> **PEDIDO ESCRITO 1**:
No trecho sobre Georgina Albuquerque, com qual artista italiano ela teve aulas ainda muito jovem?
|---|
Toronto, 01 de julho de 2021.

André Sena*



Em uma de suas obras mais famosas, O Retrato de Dorian Gray, publicada em 1891, o escritor e dramaturgo Oscar Wilde fez um interessante comentário sobre a arte da pintura. Diz ele no livro que “um retrato pintado com sentimento reflete muito mais a imagem do artista do que a do modelo retratado.” Com efeito, a reflexão do subversivo libretista de Salomé cai como uma luva para conhecermos melhor a pintura de uma de nossas figuras mais geniais: Georgina Albuquerque.




Não acredito em pessoas que tenham vivido a frente de seu tempo, embora pensar isso sobre Georgina seja mais do que uma simples tentação. Prefiro, no entanto, apostar minhas fichas na possibilidade da existência de pessoas que dentro de seu próprio tempo o tenham corajosamente desafiado. Essa ideia me parece muito mais plausível e certeira, na medida em que são de fato os não conformistas que - individual ou coletivamente - apontam para as transformações que efetivamente farão sentido, dentro de certas condições objetivas, para não fugir ao jargão marxiano.


O teórico e revolucionário russo Giorgi Plekhanov, autor de um tratado riquíssimo sobre o papel do indivíduo na história, levanta essa possibilidade produzindo argumentos intrigantes sobre a construção de espaços possíveis onde indivíduos sejam capazes de imprimir suas marcas, ambientados em uma tecitura histórica que se projeta necessariamente na própria sociedade, mas sem cair em qualquer tipo de chauvinismo ou em armadilhas demasiadamente românticas. Há portanto oxigênio para heróis, dentro de um mosaico social tanto vital quanto criativo.


Georgina Albuquerque era uma dessas pessoas. Desafiou com graça, coragem e arte, a época e o mundo em que viveu e onde produziu, desde fins do Império até a segunda metade do século XX. Nos deixou em 1962 legando ao país um monumental conjunto de obras tão deslumbrantes quanto estilisticamente diversas.


O quadro Sessão do Conselho de Estado, ainda hoje um de seus trabalhos mais conhecidos, remete-se a uma infância onde a mãe lhe iniciou na arte do desenho. Mas também faz jus às aulas que teve, ainda muito jovem, com o artista italiano Rosalbino Santoro. Pintor fascinado pela paisagem brasileira, Santoro foi de certo o primeiro a reconhecer em Georgina Albuquerque o gênio que mais tarde viria a público.
|---|
> **PEDIDO ESCRITO 2**:
Coloque numa lista numerada as linhas abaixo, desde a que contém "form: x=255 y=215." até a última delas, deixando de fora as linhas em branco.

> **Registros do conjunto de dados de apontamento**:
|---|
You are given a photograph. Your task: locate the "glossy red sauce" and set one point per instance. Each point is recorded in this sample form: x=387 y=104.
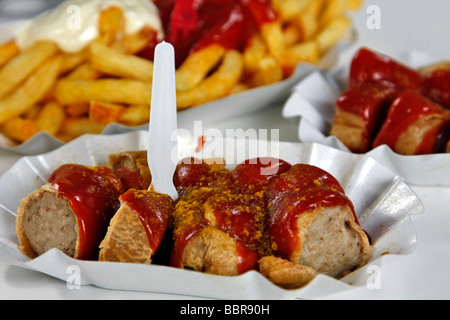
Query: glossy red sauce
x=131 y=179
x=154 y=211
x=93 y=194
x=301 y=189
x=253 y=175
x=194 y=24
x=436 y=86
x=370 y=101
x=408 y=108
x=368 y=66
x=282 y=223
x=253 y=208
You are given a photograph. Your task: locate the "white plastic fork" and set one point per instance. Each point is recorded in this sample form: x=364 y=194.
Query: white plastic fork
x=162 y=150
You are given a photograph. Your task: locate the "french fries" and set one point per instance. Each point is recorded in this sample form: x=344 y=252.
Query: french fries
x=219 y=84
x=70 y=94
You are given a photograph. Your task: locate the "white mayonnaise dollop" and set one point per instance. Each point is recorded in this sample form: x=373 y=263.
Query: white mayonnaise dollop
x=74 y=23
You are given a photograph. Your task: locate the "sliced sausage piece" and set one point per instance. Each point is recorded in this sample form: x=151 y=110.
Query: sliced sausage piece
x=285 y=273
x=132 y=168
x=415 y=125
x=311 y=222
x=70 y=213
x=138 y=228
x=360 y=112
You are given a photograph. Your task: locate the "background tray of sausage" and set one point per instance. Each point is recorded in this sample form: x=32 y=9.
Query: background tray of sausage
x=394 y=109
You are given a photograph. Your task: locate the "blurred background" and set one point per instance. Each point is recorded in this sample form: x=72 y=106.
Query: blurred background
x=23 y=9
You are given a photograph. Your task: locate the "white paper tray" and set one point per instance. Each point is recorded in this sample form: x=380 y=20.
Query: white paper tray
x=225 y=108
x=384 y=203
x=313 y=101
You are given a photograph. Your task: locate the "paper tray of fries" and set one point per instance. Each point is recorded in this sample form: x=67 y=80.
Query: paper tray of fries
x=49 y=97
x=313 y=102
x=384 y=203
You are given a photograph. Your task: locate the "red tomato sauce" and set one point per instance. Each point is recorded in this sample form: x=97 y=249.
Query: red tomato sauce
x=191 y=25
x=154 y=211
x=408 y=108
x=93 y=194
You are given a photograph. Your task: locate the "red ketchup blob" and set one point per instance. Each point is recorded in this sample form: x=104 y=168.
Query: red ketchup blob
x=154 y=211
x=370 y=101
x=191 y=25
x=436 y=86
x=368 y=66
x=301 y=189
x=93 y=194
x=253 y=175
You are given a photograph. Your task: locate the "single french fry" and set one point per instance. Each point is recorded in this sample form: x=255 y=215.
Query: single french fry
x=308 y=24
x=51 y=118
x=33 y=90
x=333 y=9
x=32 y=112
x=136 y=42
x=84 y=72
x=107 y=90
x=315 y=7
x=354 y=4
x=8 y=51
x=290 y=9
x=238 y=88
x=70 y=61
x=75 y=127
x=19 y=129
x=197 y=65
x=135 y=115
x=219 y=84
x=253 y=53
x=292 y=34
x=77 y=110
x=270 y=71
x=333 y=32
x=112 y=62
x=272 y=34
x=308 y=51
x=111 y=24
x=20 y=67
x=103 y=112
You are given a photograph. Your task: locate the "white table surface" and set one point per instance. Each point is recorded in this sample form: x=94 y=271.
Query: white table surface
|---|
> **RESPOSTA 1**:
Com Rosalbino Santoro.

> **RESPOSTA 2**:
1. You are given a photograph. Your task: locate the "single french fry" and set one point per instance. Each point is recorded in this sample form: x=255 y=215.
2. Query: single french fry
3. x=308 y=24
4. x=51 y=118
5. x=33 y=90
6. x=333 y=9
7. x=32 y=112
8. x=136 y=42
9. x=84 y=72
10. x=107 y=90
11. x=315 y=7
12. x=354 y=4
13. x=8 y=51
14. x=290 y=9
15. x=238 y=88
16. x=70 y=61
17. x=75 y=127
18. x=19 y=129
19. x=197 y=65
20. x=135 y=115
21. x=219 y=84
22. x=253 y=53
23. x=292 y=34
24. x=77 y=110
25. x=270 y=71
26. x=333 y=32
27. x=112 y=62
28. x=272 y=34
29. x=308 y=51
30. x=111 y=24
31. x=20 y=67
32. x=103 y=112
33. You are given a photograph. Your task: locate the "white table surface" and set one point per instance. Each point is recorded in this sample form: x=94 y=271.
34. Query: white table surface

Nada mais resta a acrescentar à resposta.